WHAT YOU NEED TO DO: Repeat the lines below word for word, leaving out the pictures.

Records from a data source:
#####

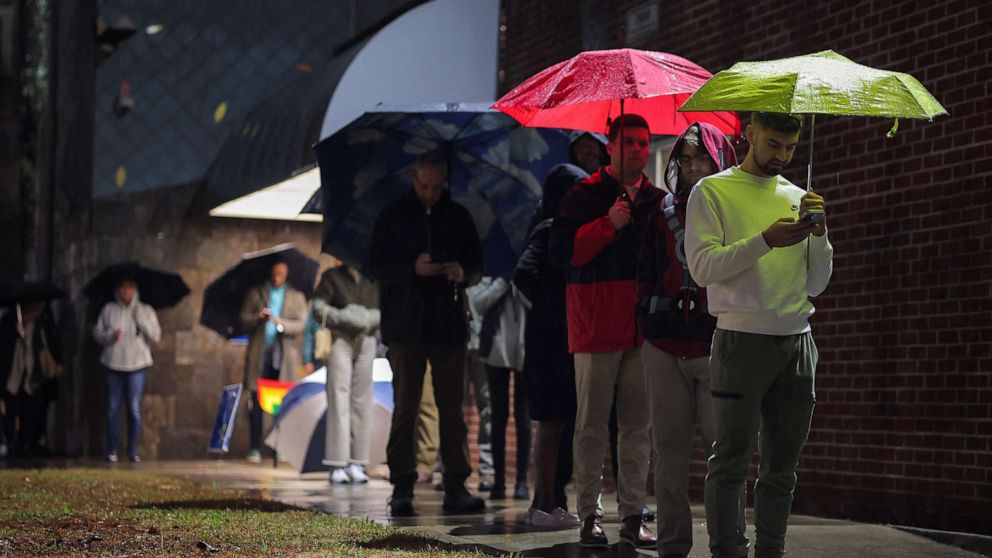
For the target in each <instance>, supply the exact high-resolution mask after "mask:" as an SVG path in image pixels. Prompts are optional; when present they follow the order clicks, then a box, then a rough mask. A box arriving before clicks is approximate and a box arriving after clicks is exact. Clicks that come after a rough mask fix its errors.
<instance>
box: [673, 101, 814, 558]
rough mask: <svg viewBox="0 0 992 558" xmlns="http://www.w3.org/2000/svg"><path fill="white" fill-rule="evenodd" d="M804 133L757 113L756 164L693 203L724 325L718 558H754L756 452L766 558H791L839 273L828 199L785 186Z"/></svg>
mask: <svg viewBox="0 0 992 558" xmlns="http://www.w3.org/2000/svg"><path fill="white" fill-rule="evenodd" d="M801 127H802V119H801V117H798V116H794V115H788V114H776V113H754V114H753V115H752V118H751V124H750V125H749V126H748V127H747V130H746V135H747V140H748V143H749V144H750V148H749V150H748V153H747V157H746V158H745V160H744V163H743V164H741V165H740V166H739V167H732V168H730V169H727V170H726V171H723V172H720V173H718V174H715V175H712V176H709V177H707V178H704V179H702V180H701V181H700V182H699V183H698V184H697V185H696V187H695V189H694V190H693V192H692V194H691V195H690V197H689V204H688V208H687V212H686V221H687V222H686V233H685V250H686V257H687V259H688V263H689V271H690V273H691V274H692V277H693V278H695V280H696V282H697V283H698V284H699V285H701V286H703V287H706V289H707V293H708V296H709V309H710V313H712V314H713V315H714V316H716V318H717V329H716V333H715V334H714V337H713V349H712V356H711V358H710V367H711V371H710V377H711V380H710V382H711V390H712V394H713V419H714V430H715V432H714V438H715V441H714V445H713V455H712V457H710V460H709V472H708V474H707V475H706V498H705V499H706V522H707V530H708V532H709V536H710V552H711V553H712V555H713V557H714V558H725V557H726V558H741V557H743V556H747V551H748V543H749V541H748V539H747V537H746V536H745V534H744V521H743V518H742V517H740V514H741V513H742V512H743V510H742V507H741V506H739V505H738V503H739V502H740V501H741V499H742V498H744V497H745V495H744V490H745V480H746V477H747V472H748V465H749V463H750V462H751V457H752V455H753V454H754V450H755V442H756V441H757V442H758V447H759V448H760V454H761V465H760V466H759V469H758V481H757V483H756V485H755V503H754V508H755V509H754V515H755V530H756V533H757V535H756V537H755V539H756V540H755V557H756V558H768V557H780V556H783V555H784V554H785V532H786V526H787V524H788V520H789V510H790V508H791V506H792V496H793V491H794V490H795V486H796V466H797V465H798V463H799V453H800V451H801V450H802V446H803V444H804V443H805V441H806V436H807V434H808V433H809V424H810V419H811V417H812V414H813V404H814V389H813V378H814V370H815V368H816V362H817V350H816V345H815V344H814V343H813V337H812V335H811V333H810V326H809V317H810V316H812V315H813V312H814V309H813V305H812V304H811V303H810V301H809V297H813V296H817V295H819V294H820V293H821V292H823V290H824V289H825V288H826V286H827V283H828V281H829V280H830V274H831V272H832V269H833V263H832V259H833V248H832V247H831V246H830V242H829V241H828V240H827V235H826V232H827V230H826V219H825V217H826V214H825V212H824V204H823V198H822V197H821V196H819V195H817V194H815V193H813V192H805V191H803V190H802V189H800V188H798V187H796V186H795V185H794V184H792V183H790V182H789V181H788V180H786V179H785V178H783V177H782V176H780V175H779V173H780V172H781V170H782V169H783V168H784V167H785V165H786V164H788V163H789V161H790V160H791V159H792V155H793V152H794V151H795V148H796V145H797V143H798V142H799V132H800V129H801ZM759 438H760V440H759Z"/></svg>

#####

ANSWER AREA:
For the target in each <instance>, supply the exact high-resolution mask after "mask:" as an SVG path in image pixels. Prompts are optional; when present they follow the order clicks, then a box, then a rough mask. A box arriving before clicks is approximate and a box arriving after clicks is exact. Clicks that come after a rough mask fix its errors.
<instance>
box: [673, 101, 814, 558]
rough mask: <svg viewBox="0 0 992 558" xmlns="http://www.w3.org/2000/svg"><path fill="white" fill-rule="evenodd" d="M804 133L757 113L756 164L693 203L724 325L718 558H754L756 452L766 558H791L839 273L828 199L785 186Z"/></svg>
mask: <svg viewBox="0 0 992 558" xmlns="http://www.w3.org/2000/svg"><path fill="white" fill-rule="evenodd" d="M801 127H802V119H801V117H798V116H794V115H788V114H776V113H754V114H753V115H752V118H751V124H750V125H749V126H748V127H747V130H746V135H747V140H748V143H749V144H750V148H749V150H748V153H747V157H746V158H745V160H744V163H743V164H741V165H740V166H739V167H732V168H730V169H727V170H726V171H723V172H720V173H718V174H715V175H712V176H709V177H707V178H704V179H702V180H701V181H700V182H699V183H698V184H697V185H696V187H695V189H694V190H693V192H692V194H691V195H690V197H689V204H688V208H687V212H686V221H687V222H686V233H685V250H686V257H687V259H688V263H689V271H690V273H691V274H692V277H693V278H695V280H696V282H697V283H698V284H699V285H701V286H703V287H706V289H707V293H708V296H709V309H710V313H712V314H713V315H714V316H716V318H717V329H716V333H715V334H714V337H713V349H712V356H711V358H710V367H711V371H710V377H711V380H710V382H711V390H712V394H713V419H714V430H715V432H714V438H715V441H714V445H713V455H712V457H710V460H709V472H708V474H707V475H706V498H705V499H706V522H707V530H708V532H709V536H710V552H711V553H712V555H713V557H714V558H725V557H726V558H741V557H743V556H747V551H748V543H749V541H748V539H747V537H746V536H745V534H744V521H743V518H742V517H740V514H741V513H742V512H743V510H742V507H741V506H739V505H738V503H739V502H740V501H741V499H742V498H744V497H745V495H744V490H745V480H746V477H747V472H748V465H749V463H750V462H751V457H752V455H753V454H754V450H755V442H756V441H757V442H758V447H759V448H760V454H761V465H760V466H759V469H758V481H757V483H756V485H755V503H754V508H755V509H754V515H755V530H756V533H757V535H756V537H755V539H756V540H755V557H756V558H768V557H780V556H783V555H784V554H785V532H786V526H787V524H788V520H789V510H790V508H791V506H792V496H793V491H794V490H795V486H796V466H797V465H798V463H799V453H800V451H801V450H802V446H803V444H804V443H805V441H806V436H807V434H808V433H809V424H810V419H811V417H812V414H813V404H814V389H813V378H814V370H815V368H816V362H817V350H816V345H815V344H814V343H813V337H812V335H811V333H810V326H809V317H810V316H812V315H813V312H814V309H813V305H812V304H811V303H810V301H809V297H813V296H817V295H819V294H820V293H821V292H823V290H824V289H825V288H826V286H827V283H828V281H829V280H830V274H831V272H832V269H833V263H832V259H833V248H832V247H831V246H830V242H829V241H828V240H827V235H826V232H827V230H826V219H825V217H826V214H825V212H824V204H823V198H822V197H821V196H819V195H817V194H815V193H813V192H805V191H803V190H802V189H800V188H798V187H796V186H795V185H794V184H792V183H790V182H789V181H788V180H786V179H785V178H783V177H782V176H780V175H779V173H780V172H781V170H782V169H783V168H784V167H785V165H786V164H788V163H789V161H790V160H791V159H792V155H793V152H794V151H795V148H796V145H797V143H798V142H799V132H800V129H801ZM759 438H760V440H759Z"/></svg>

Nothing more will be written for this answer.